- Exercise instructions: Make an exact copy of all the records that follow, apart from the pictures.

═════ Records for the exercise ═════

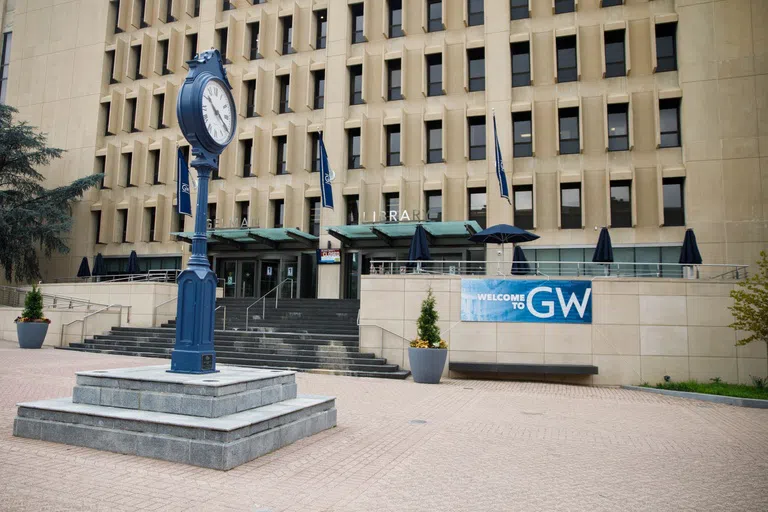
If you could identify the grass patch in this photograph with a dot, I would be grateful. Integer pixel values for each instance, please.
(714, 388)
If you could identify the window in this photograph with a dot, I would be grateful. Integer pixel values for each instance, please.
(566, 59)
(243, 217)
(523, 205)
(521, 64)
(246, 146)
(122, 222)
(314, 216)
(434, 74)
(615, 59)
(522, 130)
(250, 91)
(396, 18)
(434, 15)
(287, 23)
(321, 19)
(476, 138)
(285, 94)
(674, 203)
(569, 130)
(475, 12)
(154, 162)
(254, 46)
(476, 58)
(434, 141)
(164, 57)
(618, 127)
(669, 119)
(356, 85)
(434, 200)
(666, 47)
(394, 80)
(393, 145)
(353, 209)
(518, 9)
(315, 161)
(353, 149)
(570, 206)
(319, 89)
(358, 23)
(282, 154)
(478, 206)
(563, 6)
(621, 204)
(392, 204)
(278, 208)
(150, 215)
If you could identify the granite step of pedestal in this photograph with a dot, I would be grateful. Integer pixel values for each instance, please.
(153, 388)
(217, 443)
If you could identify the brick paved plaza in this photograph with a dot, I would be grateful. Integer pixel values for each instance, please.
(462, 445)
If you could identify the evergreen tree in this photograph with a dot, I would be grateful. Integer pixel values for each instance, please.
(33, 219)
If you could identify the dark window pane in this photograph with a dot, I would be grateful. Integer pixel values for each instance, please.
(621, 204)
(618, 127)
(566, 59)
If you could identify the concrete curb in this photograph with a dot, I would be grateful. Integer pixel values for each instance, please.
(755, 403)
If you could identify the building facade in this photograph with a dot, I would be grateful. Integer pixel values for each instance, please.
(644, 116)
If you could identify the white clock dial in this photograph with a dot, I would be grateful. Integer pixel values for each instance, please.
(217, 112)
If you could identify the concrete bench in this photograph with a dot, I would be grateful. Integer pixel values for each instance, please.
(504, 368)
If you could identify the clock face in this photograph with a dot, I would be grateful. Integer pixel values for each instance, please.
(217, 112)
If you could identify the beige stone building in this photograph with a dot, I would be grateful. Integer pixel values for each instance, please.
(644, 116)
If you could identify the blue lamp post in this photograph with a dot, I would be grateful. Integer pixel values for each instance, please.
(207, 117)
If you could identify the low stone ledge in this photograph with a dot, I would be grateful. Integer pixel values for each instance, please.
(755, 403)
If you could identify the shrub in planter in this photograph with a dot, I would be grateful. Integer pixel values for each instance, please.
(32, 326)
(428, 352)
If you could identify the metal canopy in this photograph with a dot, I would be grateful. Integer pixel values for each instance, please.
(399, 234)
(256, 238)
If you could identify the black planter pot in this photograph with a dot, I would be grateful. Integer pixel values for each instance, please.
(427, 364)
(31, 334)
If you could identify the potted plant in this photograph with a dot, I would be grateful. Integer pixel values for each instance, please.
(428, 352)
(32, 326)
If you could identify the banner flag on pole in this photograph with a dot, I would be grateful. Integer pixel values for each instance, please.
(326, 176)
(183, 197)
(500, 174)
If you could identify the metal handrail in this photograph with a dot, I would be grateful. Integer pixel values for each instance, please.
(86, 317)
(224, 326)
(264, 297)
(154, 311)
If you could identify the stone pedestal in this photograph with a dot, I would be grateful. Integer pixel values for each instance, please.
(215, 421)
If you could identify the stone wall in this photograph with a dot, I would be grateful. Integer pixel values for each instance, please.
(641, 330)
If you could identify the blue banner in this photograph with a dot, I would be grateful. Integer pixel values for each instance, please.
(183, 197)
(326, 191)
(510, 300)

═════

- Written solution:
If you could identify the grass patch in this photograph with a dot, I would be grateful. Integer pixel values for each instance, please.
(714, 388)
If you could identify the window in this photograph with a dot, I would be grateful. Integer pixel values for each instance, please.
(566, 59)
(243, 217)
(523, 205)
(521, 64)
(246, 146)
(122, 222)
(314, 216)
(434, 74)
(615, 59)
(522, 130)
(250, 91)
(396, 18)
(434, 15)
(287, 23)
(321, 19)
(476, 138)
(285, 94)
(674, 203)
(569, 130)
(475, 12)
(154, 162)
(254, 46)
(476, 58)
(434, 141)
(164, 57)
(618, 127)
(669, 119)
(356, 85)
(434, 200)
(666, 47)
(394, 80)
(393, 145)
(353, 209)
(518, 9)
(315, 161)
(353, 149)
(570, 206)
(319, 89)
(358, 23)
(282, 154)
(478, 206)
(563, 6)
(621, 204)
(392, 204)
(278, 208)
(150, 215)
If you could identify the granite step of pedestal in this photograph with a dot, I would be grateful. Integer pixel values for each instance, please.
(153, 388)
(217, 443)
If you could identify the brick paved plaza in this photograph with a dot, I would be grateful. Integer pixel values for each instance, please.
(462, 445)
If you could identify the evergreen tree in this photograph with a dot, I would be grateful. Integer pixel values for each instance, please.
(33, 219)
If you could identify the dark window pane in this photograph with a dot, I would be grateful. Integer pixel values for each instance, please.
(621, 204)
(618, 127)
(566, 59)
If you could identify the concrete curb in this photograph with a dot, I would be grateful. Integer pixel values for each instance, please.
(755, 403)
If you could identify the building facade in this photograph with a dot, I would be grateful. Integer pixel values for each instance, please.
(644, 116)
If you could identify the white clock dial in this photograph with a dot, I would be grateful. Integer pixel values for each instance, please.
(217, 112)
If you could identify the concrete bench in this photograph with a dot, I would be grateful. Integer pixel values for each instance, please.
(504, 368)
If you could identify the clock face in this photograph with a dot, I would be grateful. Integer pixel values for each instance, please.
(217, 112)
If you could identify the beige stone building in this photograph with a dot, I would be grateful. Integer pixel values for each instance, please.
(644, 116)
If you could identify the blue lamp post in this photograph with a dot, I would be grateful. Integer pixel values for each instance, please.
(207, 117)
If you could identify the low stone ledge in this photograph with a dot, I would be grateful. Integer pixel values for each instance, please.
(755, 403)
If you could identify the shrub in planter in this photograph with a dot, I would be grateful. Integer pixel values for each instance, please.
(32, 326)
(428, 352)
If you could identify the metal canopy in this photograph with a dot, I would be grateful. Integer pixel values for each instance, please.
(399, 234)
(256, 238)
If you could identify the black planter pot in this photograph with a dot, I would be grateful. Integer pixel values for each instance, please.
(427, 364)
(31, 334)
If you could identify the potted plant in this photograph with a dot, I would be grateful. Integer pixel values for each instance, please.
(428, 352)
(32, 326)
If you could identify the banner flag on pole in this photograph with a dot, I would be grateful. Integer pixel values for each instance, please.
(326, 176)
(183, 197)
(500, 174)
If you could identify the metal handrail in this photograph with a dot, I would be grateful. Integer pixel values for each instance, please.
(86, 317)
(224, 326)
(264, 297)
(154, 311)
If you could identify the stone pedestal in this photograph with a dot, I would be grateful. Integer pixel values for each instance, please.
(215, 421)
If you could identify the stone wall in this photograph with a dot, I would be grateful. Integer pixel values for each instance, please.
(641, 330)
If you could identify the blue banner in this photograph with a dot, I would be grateful. Integer pixel values for each instance, please.
(183, 197)
(326, 191)
(510, 300)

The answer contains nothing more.